Listed entries:

_ _ _ _ _

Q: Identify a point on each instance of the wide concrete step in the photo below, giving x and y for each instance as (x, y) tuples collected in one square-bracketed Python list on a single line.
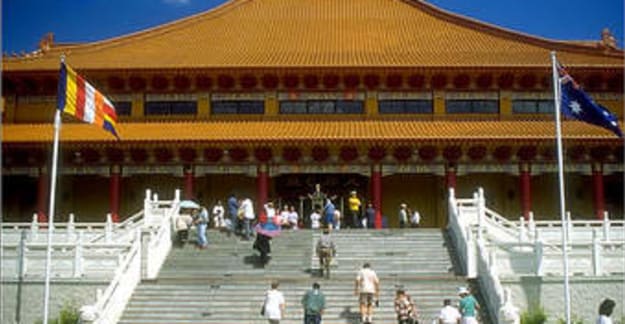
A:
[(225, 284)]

_ _ _ _ _

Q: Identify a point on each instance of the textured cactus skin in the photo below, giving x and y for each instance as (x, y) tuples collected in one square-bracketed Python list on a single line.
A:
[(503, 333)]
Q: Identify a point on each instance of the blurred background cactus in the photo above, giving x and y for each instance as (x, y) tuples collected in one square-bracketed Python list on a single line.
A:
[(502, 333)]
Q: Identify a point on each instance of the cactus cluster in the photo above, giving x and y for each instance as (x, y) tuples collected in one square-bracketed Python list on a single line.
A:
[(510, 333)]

_ _ _ _ _

Aim of the exercise:
Could you repeat everything from the line containing "Q: Identify a point on each instance of the textured" down to the line containing "[(502, 333)]", changing "tuples" to "pairs" and keeping all else the same?

Response:
Q: Identify a point on each instance of the textured cactus skin in the photo below, giving x and y for each instance as (x, y) pairs collected in one square-bracketed Python list on a single line.
A:
[(503, 333)]
Q: Identify a point on each instance of the blurred background cactus in the photo above, giving x and y for each instance as (x, y) pairs collected in one square-bracketed Python list on a single line.
A:
[(502, 333)]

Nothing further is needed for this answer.